STATED EXERCISE
Please render each line of the records below as a Markdown table with the columns Row and Line, numbering the rows and skipping blank lines. Leave the pictures out of the table.

EXCERPTED RECORDS
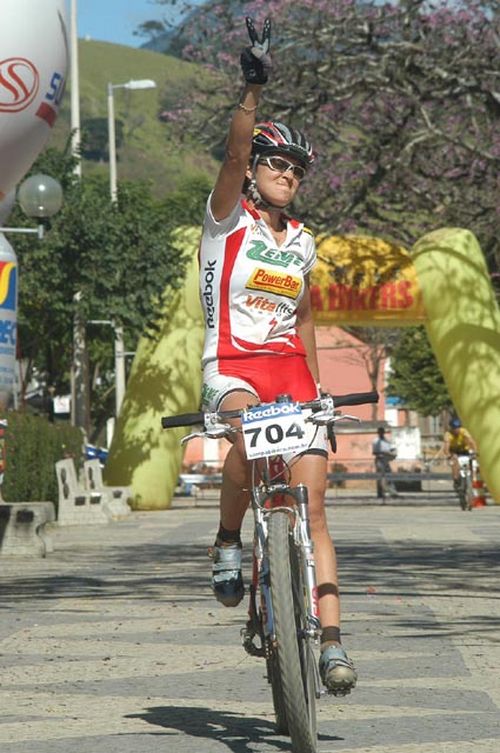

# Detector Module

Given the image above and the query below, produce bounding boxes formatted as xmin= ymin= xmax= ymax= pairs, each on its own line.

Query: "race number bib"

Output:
xmin=242 ymin=403 xmax=308 ymax=460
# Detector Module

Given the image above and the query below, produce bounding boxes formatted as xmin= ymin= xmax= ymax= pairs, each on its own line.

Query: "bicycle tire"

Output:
xmin=266 ymin=648 xmax=290 ymax=735
xmin=268 ymin=512 xmax=317 ymax=753
xmin=457 ymin=476 xmax=467 ymax=510
xmin=290 ymin=543 xmax=318 ymax=740
xmin=464 ymin=473 xmax=474 ymax=510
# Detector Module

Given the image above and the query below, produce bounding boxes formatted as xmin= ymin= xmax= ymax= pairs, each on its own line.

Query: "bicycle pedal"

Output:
xmin=240 ymin=628 xmax=266 ymax=657
xmin=326 ymin=688 xmax=352 ymax=698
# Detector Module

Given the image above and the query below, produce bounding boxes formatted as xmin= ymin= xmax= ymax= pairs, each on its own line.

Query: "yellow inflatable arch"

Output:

RESULT OF THIS TASK
| Row | Line |
|---|---|
| 1 | # Detector Module |
| 2 | Given the image above and the query below, produce bounding boxes formatted as xmin= ymin= xmax= ymax= pairs, each on its own line. |
| 3 | Query: "race number bib" |
| 4 | Output: |
| 5 | xmin=242 ymin=403 xmax=308 ymax=460 |
| 6 | # Detector Module |
| 7 | Given the image above and the query below, produce bounding boxes formatted as xmin= ymin= xmax= ymax= pairs, each on its own line. |
| 8 | Query: "bicycle tire" |
| 9 | Output: |
| 10 | xmin=266 ymin=648 xmax=290 ymax=735 |
| 11 | xmin=268 ymin=512 xmax=317 ymax=753 |
| 12 | xmin=457 ymin=476 xmax=467 ymax=510 |
| 13 | xmin=290 ymin=543 xmax=318 ymax=740 |
| 14 | xmin=464 ymin=473 xmax=474 ymax=510 |
| 15 | # Detector Module |
| 16 | Given the image above and the query below, produce bounding boxes formatted as xmin= ymin= xmax= ymax= pairs, each on its own line. |
| 17 | Query: "bicycle pedal" |
| 18 | Output: |
| 19 | xmin=240 ymin=628 xmax=266 ymax=657 |
| 20 | xmin=326 ymin=688 xmax=352 ymax=698 |
| 21 | # Detector Module |
| 22 | Given the image above and the query below, produce bounding boxes formatted as xmin= ymin= xmax= ymax= pairs, each on its own line. |
| 23 | Query: "yellow inflatable arch" |
| 24 | Output: |